Records for this task:
+===+
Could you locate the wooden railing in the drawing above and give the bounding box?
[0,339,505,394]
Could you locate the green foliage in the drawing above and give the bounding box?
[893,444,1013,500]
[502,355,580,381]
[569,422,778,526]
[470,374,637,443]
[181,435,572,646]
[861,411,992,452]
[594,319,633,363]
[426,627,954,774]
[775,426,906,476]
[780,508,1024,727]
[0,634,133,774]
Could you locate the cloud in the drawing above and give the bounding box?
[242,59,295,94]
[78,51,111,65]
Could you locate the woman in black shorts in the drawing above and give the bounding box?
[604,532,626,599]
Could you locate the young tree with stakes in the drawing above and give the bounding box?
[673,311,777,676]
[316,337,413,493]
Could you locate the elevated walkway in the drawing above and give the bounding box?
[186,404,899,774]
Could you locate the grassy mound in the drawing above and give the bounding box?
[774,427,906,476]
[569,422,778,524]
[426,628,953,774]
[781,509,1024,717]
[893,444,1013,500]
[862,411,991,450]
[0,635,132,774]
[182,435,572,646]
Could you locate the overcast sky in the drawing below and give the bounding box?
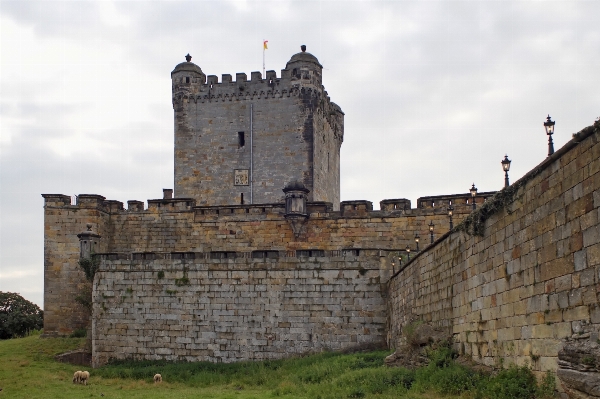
[0,0,600,306]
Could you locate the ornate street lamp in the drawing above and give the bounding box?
[500,155,510,187]
[469,183,477,210]
[429,220,433,244]
[544,115,556,156]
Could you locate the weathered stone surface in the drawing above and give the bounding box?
[556,340,600,399]
[388,122,600,374]
[385,323,451,368]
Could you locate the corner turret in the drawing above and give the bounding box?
[171,54,206,107]
[285,44,323,87]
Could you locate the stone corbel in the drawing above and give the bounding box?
[285,215,308,239]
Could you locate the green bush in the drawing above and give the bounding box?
[483,365,538,399]
[0,291,44,339]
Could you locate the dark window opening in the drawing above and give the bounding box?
[210,251,237,259]
[252,251,279,259]
[296,249,325,257]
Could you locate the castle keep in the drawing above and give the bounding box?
[43,45,600,382]
[171,47,344,206]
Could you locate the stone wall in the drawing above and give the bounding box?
[172,53,344,208]
[389,122,600,371]
[44,194,492,335]
[43,194,110,336]
[92,251,386,367]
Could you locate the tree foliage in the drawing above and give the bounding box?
[0,291,44,339]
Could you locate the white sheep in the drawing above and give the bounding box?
[80,371,90,385]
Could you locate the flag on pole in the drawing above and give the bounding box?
[263,40,269,76]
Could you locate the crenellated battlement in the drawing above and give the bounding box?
[42,191,496,222]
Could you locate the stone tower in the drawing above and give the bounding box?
[171,46,344,209]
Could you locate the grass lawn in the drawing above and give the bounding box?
[0,335,552,399]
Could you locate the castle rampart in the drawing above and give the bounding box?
[44,194,488,335]
[389,122,600,373]
[92,254,386,367]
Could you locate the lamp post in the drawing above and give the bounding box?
[500,155,510,187]
[544,115,556,156]
[429,220,433,244]
[469,183,477,210]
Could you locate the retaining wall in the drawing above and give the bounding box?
[389,122,600,371]
[92,255,386,367]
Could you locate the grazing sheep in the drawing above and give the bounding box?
[80,371,90,385]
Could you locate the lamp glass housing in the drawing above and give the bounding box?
[469,183,477,198]
[500,155,511,172]
[544,115,556,136]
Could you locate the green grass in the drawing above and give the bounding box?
[0,335,552,399]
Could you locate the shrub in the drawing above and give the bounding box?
[483,365,538,399]
[0,291,44,339]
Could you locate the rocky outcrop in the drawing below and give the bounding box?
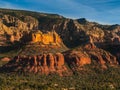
[30,31,62,46]
[64,51,91,71]
[2,53,68,76]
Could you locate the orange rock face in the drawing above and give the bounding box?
[65,51,91,66]
[31,31,61,44]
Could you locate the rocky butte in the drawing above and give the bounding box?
[0,9,120,76]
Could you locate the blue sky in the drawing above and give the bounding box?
[0,0,120,24]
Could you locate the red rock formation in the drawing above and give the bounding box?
[65,51,91,66]
[1,57,11,62]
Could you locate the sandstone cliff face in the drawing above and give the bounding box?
[0,10,120,47]
[31,31,62,46]
[0,9,120,75]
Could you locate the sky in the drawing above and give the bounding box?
[0,0,120,24]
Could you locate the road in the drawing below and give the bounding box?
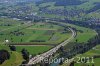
[27,28,76,65]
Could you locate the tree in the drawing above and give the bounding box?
[9,46,16,51]
[0,50,10,64]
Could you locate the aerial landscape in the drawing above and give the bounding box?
[0,0,100,66]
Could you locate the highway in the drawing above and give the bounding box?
[27,28,76,65]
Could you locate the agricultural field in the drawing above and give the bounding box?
[75,45,100,66]
[0,18,71,66]
[0,19,70,44]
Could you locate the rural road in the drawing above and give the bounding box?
[27,28,76,65]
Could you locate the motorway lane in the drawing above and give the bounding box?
[28,28,76,65]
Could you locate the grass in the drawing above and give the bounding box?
[0,18,70,44]
[17,46,52,55]
[0,45,24,66]
[75,45,100,66]
[0,52,23,66]
[67,24,97,43]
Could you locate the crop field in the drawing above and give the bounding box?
[0,19,70,44]
[0,18,71,66]
[75,45,100,66]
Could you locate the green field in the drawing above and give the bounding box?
[0,19,70,44]
[67,24,97,43]
[75,45,100,66]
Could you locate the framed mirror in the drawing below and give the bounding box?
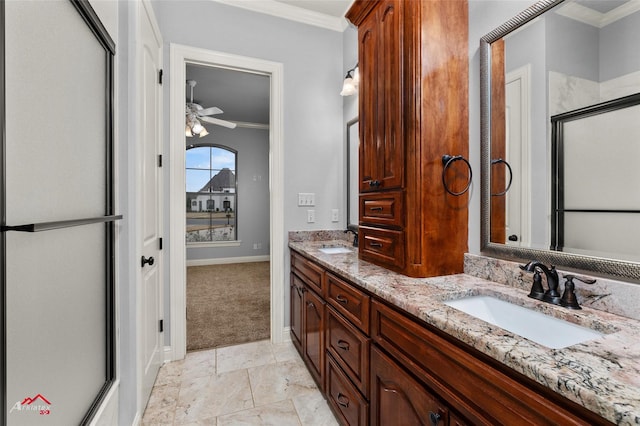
[480,0,640,281]
[346,117,360,231]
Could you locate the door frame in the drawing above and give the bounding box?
[165,43,287,360]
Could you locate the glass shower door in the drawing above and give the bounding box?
[0,0,120,425]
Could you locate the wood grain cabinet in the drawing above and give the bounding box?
[290,251,611,426]
[290,252,326,391]
[346,0,468,277]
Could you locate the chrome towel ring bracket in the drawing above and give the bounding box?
[442,154,473,197]
[491,158,513,197]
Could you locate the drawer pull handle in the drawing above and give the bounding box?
[336,393,349,408]
[336,339,349,351]
[429,411,442,426]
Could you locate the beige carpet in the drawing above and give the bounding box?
[187,262,270,351]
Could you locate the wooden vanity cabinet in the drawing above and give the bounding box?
[371,301,611,425]
[346,0,469,277]
[290,252,326,391]
[370,347,464,426]
[291,252,611,426]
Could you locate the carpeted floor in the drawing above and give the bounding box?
[187,262,271,351]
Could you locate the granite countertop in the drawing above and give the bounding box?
[289,240,640,425]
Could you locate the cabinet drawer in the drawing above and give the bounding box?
[371,301,608,425]
[360,191,404,227]
[327,307,370,395]
[360,226,404,269]
[327,273,370,334]
[291,252,324,296]
[327,355,369,426]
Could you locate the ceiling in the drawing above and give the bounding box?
[185,0,353,133]
[185,64,270,126]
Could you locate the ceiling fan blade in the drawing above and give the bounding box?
[200,116,236,129]
[198,107,223,115]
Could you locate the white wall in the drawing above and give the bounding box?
[152,0,346,339]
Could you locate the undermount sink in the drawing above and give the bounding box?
[318,246,351,254]
[444,296,603,349]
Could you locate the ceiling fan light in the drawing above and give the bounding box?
[191,120,204,135]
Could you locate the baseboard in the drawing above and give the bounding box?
[280,327,291,342]
[162,346,177,364]
[187,254,271,266]
[89,380,120,426]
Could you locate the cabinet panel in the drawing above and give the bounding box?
[371,347,449,426]
[327,307,370,395]
[289,274,305,353]
[359,226,405,269]
[358,0,404,192]
[327,355,368,426]
[327,273,370,333]
[371,301,608,425]
[360,191,404,227]
[291,253,324,296]
[302,291,325,391]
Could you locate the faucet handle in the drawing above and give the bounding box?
[564,274,596,284]
[560,275,596,309]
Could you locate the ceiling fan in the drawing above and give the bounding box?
[185,80,236,137]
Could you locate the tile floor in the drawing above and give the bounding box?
[142,340,338,426]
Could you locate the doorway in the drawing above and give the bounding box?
[166,44,286,360]
[185,62,270,351]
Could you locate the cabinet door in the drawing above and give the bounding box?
[358,0,404,192]
[302,289,325,391]
[290,274,305,353]
[358,11,379,192]
[371,346,449,426]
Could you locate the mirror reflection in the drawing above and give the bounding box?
[483,0,640,262]
[347,117,360,229]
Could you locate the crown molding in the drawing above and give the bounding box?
[557,1,640,28]
[211,0,349,32]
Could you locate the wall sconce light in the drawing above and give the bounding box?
[340,64,360,96]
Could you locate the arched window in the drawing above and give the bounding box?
[185,144,238,244]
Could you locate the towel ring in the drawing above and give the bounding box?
[491,158,513,197]
[442,154,473,197]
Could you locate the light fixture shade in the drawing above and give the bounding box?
[191,120,204,135]
[340,77,357,96]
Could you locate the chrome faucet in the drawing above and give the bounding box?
[344,229,358,247]
[520,260,561,305]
+===+
Task to carry out:
Could you render the lines of the listing above, starting at the line that contains "Could you locate the corner" and ending at the line that contains "[296,249,325,257]", as a Markdown table with the columns Row and Listing line, leaving out any blank lines?

Response below:
| Row | Listing line |
|---|---|
| 1 | Could you locate the corner turret in the drawing above and give the bounding box? |
| 2 | [171,54,206,107] |
| 3 | [285,44,323,87] |
| 4 | Could you locate the stone corbel in the drawing above and give the bounding box? |
| 5 | [285,215,308,239] |
| 6 | Could you locate the green bush in the drawing above and give the bounding box? |
| 7 | [483,365,538,399] |
| 8 | [0,291,44,339] |
| 9 | Could you locate the dark window opening in the drawing above and give the bounding box? |
| 10 | [210,251,237,259] |
| 11 | [252,251,279,259] |
| 12 | [296,249,325,257] |